━━━━━ AANGELEVERDE TEKST

Het volk Israël moest een heilig volk zijn voor de HEERE. Zij hebben dit ook plechtig beloofd aan de HEERE.

“Heden hebt u de HEERE verklaard dat Hij u tot een God zal zijn, dat u in Zijn wegen zult gaan, dat u Zijn verordeningen, Zijn geboden en Zijn bepalingen in acht zult nemen, en dat u Zijn stem zult gehoorzamen. En de HEERE heeft u heden verklaard dat u voor Hem een volk zult zijn dat Zijn persoonlijk eigendom is, zoals Hij tot u gesproken heeft, en dat u al Zijn geboden in acht moet nemen, en dat Hij u een plaats zal geven, hoog boven alle volken die Hij gemaakt heeft, tot lof, tot een naam en tot sieraad; en dat u een heilig volk zult zijn voor de HEERE, uw God, zoals Hij gesproken heeft.” (Deuteronomium 26:17-19)

 

Kunnen we oprecht handelen?

 

 

HEERE, wie zal verblijven in Uw tent? Wie zal wonen op Uw heilige berg? Hij die oprecht wandelt en gerechtigheid beoefent, die met zijn hart de waarheid spreekt.

Als we de Bijbel goed begrijpen wordt gehoorzaamheid gevraagd in je hart van al Gods geboden. Dat wil nog niet zeggen dat je geen fouten mag maken, maar de de gesteldheid van je hart is van doorslaggevende betekenis. Zoals Job die week van het kwade. Je bewust zijn van de gevaren en die uit de weg gaan. Niet spelen met vuur.

Het blijft merkwaardig dat we in de vorige psalm hebben gezien dat niemand goed doet en in deze psalm de indruk krijgen dat goed doen wél degelijk mogelijk is. Kunnen beide gezichtspunten waar zijn? Nee, dan kan niet en daarom moeten we kijken van uit welke positie er gesproken wordt. In de vorige psalm blijkt dat vanaf de zondeval alle mensen ten diepste vervreemd zijn van het goede en uit zichzelf niet meer tot het goede kan komen.

Niet voor niets heeft God leefregels gegeven in de Thora voor zijn volk Israël. Het zijn beschermende woorden die als ze worden opgevolgd, en nog meer als ze vanuit het hart worden opgevolgd, ten leven leiden. Maar juist ook de woorden van de Thora bevestigen ons hoe slecht we in wezen zijn.

━━━━━━━━━━
━━━━━ GEGEVENS

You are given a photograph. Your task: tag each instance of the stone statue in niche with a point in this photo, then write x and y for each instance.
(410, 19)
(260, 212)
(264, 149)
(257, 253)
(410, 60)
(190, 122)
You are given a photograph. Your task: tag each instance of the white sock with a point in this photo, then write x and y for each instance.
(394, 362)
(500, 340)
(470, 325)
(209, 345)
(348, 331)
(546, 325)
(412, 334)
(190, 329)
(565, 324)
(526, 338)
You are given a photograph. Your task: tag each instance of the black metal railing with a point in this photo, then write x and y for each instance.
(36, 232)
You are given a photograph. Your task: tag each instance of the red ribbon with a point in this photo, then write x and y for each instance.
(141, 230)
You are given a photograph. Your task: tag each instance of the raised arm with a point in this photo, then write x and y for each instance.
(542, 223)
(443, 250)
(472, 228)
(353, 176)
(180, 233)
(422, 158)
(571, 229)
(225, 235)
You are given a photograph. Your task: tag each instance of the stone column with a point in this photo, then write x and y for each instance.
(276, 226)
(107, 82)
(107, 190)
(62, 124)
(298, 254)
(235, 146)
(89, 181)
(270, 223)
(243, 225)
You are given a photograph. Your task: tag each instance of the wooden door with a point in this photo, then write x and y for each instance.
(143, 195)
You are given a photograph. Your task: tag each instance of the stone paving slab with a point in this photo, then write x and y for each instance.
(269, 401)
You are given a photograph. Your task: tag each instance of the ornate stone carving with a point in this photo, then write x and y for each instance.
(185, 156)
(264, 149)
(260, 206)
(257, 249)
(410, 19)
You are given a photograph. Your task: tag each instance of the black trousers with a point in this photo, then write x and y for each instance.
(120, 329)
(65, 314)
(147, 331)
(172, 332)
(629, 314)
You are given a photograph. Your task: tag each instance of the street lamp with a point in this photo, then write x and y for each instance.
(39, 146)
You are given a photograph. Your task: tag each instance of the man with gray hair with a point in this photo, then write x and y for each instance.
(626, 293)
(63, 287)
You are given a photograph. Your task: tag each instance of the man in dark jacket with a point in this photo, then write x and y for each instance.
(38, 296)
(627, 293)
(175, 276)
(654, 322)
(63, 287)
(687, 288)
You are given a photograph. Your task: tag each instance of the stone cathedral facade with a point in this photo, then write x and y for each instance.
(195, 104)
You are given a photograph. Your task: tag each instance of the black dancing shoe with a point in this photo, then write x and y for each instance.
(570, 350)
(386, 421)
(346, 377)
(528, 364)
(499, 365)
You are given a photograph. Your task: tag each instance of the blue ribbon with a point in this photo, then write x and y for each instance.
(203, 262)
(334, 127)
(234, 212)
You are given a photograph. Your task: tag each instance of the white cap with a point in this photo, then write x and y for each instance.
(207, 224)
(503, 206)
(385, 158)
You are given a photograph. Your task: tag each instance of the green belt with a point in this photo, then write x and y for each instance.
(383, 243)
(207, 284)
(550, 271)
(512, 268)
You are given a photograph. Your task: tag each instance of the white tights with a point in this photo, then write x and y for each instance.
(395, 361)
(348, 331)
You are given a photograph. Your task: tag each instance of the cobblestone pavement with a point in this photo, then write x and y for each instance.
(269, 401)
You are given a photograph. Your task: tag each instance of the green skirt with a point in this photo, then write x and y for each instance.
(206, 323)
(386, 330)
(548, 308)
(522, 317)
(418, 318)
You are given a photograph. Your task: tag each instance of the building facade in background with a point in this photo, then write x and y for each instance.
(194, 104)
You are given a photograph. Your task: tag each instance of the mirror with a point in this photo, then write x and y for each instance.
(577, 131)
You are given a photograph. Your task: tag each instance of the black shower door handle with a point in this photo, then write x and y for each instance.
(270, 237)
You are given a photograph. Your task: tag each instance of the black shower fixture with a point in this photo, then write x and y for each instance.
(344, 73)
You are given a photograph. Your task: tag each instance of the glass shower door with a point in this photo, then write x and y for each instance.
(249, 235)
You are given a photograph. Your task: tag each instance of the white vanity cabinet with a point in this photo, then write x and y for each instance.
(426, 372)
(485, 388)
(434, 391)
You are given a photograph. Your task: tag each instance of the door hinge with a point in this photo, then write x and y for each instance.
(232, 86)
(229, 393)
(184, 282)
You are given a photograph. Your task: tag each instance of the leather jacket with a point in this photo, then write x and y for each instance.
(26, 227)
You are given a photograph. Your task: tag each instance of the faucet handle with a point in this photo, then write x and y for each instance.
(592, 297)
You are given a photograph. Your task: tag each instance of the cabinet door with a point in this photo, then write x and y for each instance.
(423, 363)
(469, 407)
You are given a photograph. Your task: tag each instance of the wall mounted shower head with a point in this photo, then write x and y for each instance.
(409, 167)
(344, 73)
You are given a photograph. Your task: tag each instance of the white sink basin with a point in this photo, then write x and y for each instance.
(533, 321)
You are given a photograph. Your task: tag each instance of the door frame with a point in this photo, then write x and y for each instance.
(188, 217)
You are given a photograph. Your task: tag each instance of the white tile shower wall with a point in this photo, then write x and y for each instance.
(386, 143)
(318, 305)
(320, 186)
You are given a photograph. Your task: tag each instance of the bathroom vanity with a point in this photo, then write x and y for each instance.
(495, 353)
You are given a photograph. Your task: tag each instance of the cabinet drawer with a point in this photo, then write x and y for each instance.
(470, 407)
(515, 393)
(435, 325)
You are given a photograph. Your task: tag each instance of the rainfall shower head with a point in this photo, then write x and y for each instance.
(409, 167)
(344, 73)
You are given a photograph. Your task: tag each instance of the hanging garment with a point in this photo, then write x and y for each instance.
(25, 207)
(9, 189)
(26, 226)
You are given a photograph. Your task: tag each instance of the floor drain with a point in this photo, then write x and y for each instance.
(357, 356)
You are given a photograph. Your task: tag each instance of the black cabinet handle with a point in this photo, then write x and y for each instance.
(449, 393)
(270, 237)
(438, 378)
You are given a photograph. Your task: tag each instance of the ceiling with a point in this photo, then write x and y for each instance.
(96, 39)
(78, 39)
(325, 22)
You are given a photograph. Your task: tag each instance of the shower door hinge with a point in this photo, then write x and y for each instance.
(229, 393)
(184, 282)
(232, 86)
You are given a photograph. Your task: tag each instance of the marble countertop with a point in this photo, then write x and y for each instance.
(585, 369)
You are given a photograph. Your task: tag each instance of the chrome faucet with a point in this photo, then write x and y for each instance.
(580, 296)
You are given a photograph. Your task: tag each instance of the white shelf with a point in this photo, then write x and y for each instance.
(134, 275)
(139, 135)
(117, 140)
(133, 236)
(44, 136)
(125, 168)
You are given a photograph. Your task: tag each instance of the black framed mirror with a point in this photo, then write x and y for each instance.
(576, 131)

━━━━━━━━━━

## UW OPDRACHT
Welke persoon noemt de aangeleverde tekst als voorbeeld van iemand die week van het kwade?

## ANTWOORD
Job.